[Start of Source records]
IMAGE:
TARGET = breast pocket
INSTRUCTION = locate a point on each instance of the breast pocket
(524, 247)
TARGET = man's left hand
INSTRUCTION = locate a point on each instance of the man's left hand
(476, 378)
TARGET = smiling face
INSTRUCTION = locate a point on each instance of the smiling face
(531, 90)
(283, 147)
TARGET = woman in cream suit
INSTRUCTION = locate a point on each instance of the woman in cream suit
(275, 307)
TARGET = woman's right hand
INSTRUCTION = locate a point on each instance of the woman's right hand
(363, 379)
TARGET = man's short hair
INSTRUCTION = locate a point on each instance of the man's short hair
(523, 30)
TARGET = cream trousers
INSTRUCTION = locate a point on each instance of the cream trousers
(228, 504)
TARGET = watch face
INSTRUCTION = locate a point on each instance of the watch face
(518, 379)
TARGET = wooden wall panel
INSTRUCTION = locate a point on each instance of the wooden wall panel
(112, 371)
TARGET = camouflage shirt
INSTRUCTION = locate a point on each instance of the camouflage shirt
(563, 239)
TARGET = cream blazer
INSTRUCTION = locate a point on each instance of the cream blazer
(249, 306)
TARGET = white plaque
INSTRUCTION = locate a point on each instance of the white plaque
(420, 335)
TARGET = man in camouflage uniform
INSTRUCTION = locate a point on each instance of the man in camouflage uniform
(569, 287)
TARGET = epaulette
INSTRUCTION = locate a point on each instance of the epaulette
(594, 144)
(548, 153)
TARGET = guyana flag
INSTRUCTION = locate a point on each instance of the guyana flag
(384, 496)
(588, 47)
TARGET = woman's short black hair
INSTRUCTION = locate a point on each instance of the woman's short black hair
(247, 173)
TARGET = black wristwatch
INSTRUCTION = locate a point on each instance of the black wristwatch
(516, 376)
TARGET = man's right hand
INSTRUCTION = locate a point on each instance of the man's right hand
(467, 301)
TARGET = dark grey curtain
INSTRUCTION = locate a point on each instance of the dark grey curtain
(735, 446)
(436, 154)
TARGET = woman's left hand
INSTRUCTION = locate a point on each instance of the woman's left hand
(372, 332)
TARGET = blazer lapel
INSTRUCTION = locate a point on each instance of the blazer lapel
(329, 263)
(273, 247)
[End of Source records]
What you will do - Reproduce all of the data above, swapping every "cream" for "beige" and leaving everything else unchanged.

Exercise output -
IMAGE:
TARGET = breast pocket
INSTRUCTION = locate a point on each instance of the breast pocket
(524, 247)
TARGET = man's left hand
INSTRUCTION = locate a point on each instance of the man's left hand
(476, 378)
TARGET = smiling face
INSTRUCTION = locate a point on each instance of the smiling face
(531, 90)
(283, 147)
TARGET = woman in beige suit
INSTRUCTION = locate a point on each instance of the woman in beige suit
(275, 307)
TARGET = woman's right hand
INSTRUCTION = locate a point on each instance of the woman's right hand
(363, 379)
TARGET = man's short hair
INSTRUCTION = locate a point on each instance of the man's short hair
(523, 30)
TARGET = beige trousers
INSTRUCTION = locate a point on each instance of the beige trousers
(228, 504)
TARGET = watch face
INSTRUCTION = locate a point on each instance of the watch face
(518, 379)
TARGET = wooden wall panel
INSTRUCTION = locate a point on each instance of the wooden wall panel
(112, 371)
TARGET = camouflage shirt
INSTRUCTION = locate a point on each instance of the camouflage shirt
(563, 239)
TARGET = beige blazer
INSTRUCTION = locate a point on each instance of the beige blazer
(249, 306)
TARGET = white plaque
INSTRUCTION = locate a point on each instance of the white plaque
(420, 335)
TARGET = man in camouflage uniform
INSTRUCTION = locate a point on each instance of the man in camouflage uniform
(569, 287)
TARGET = epaulette
INSTRUCTION = locate a point on each instance of the epaulette
(594, 144)
(548, 153)
TARGET = guyana flag
INSTRUCTION = locate a point on each instance of the guyana flag
(384, 496)
(588, 47)
TARGET = woman's short black hair
INSTRUCTION = locate a point on each instance of the woman's short black hair
(247, 173)
TARGET = black wristwatch
INSTRUCTION = locate a point on each instance of the black wristwatch
(516, 376)
TARGET = man's right hand
INSTRUCTION = locate a point on each instance of the man's right hand
(467, 301)
TARGET = dark grey curtain
INSTRUCTION = locate a point on each instance of the dark grey curtain
(735, 446)
(436, 154)
TARGET = woman's left hand
INSTRUCTION = locate a point on each instance of the woman's left hand
(372, 332)
TARGET = blazer lapel
INSTRUCTION = locate a point on each instance of the blazer lapel
(329, 263)
(273, 247)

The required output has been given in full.